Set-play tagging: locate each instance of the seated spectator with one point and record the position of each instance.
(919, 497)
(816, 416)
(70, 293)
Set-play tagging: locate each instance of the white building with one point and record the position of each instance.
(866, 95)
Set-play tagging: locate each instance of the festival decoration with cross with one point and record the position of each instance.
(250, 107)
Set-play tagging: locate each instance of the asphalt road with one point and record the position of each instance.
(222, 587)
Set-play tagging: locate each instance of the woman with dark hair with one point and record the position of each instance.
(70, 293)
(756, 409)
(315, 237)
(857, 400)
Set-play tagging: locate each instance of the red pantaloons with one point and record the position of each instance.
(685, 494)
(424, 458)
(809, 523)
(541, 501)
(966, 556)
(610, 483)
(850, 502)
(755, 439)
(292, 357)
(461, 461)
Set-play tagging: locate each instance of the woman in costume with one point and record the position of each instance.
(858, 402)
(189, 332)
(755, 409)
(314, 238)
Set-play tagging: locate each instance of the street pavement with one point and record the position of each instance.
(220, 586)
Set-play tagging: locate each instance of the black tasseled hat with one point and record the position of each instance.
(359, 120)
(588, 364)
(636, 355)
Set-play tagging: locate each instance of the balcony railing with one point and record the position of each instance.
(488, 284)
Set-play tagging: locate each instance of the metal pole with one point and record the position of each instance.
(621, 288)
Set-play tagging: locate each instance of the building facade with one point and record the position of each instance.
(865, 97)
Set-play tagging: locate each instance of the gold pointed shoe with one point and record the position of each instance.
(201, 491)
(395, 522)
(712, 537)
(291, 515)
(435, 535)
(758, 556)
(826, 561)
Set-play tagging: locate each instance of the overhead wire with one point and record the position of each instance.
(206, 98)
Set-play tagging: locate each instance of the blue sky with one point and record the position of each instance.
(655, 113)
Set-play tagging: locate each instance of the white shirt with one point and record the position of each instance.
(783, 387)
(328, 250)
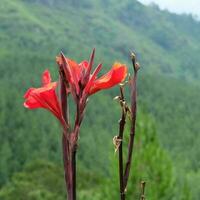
====
*WRITTEN PROBLEM*
Extract each line of the entries above that contains the string "white". The match is case-sensitive.

*WORKED ANSWER*
Set-play tagging: locate each instance of the white building with one point and record the position of each instance.
Set-play tagging: locate each instance of the white shirt with one point and record the position of each instance.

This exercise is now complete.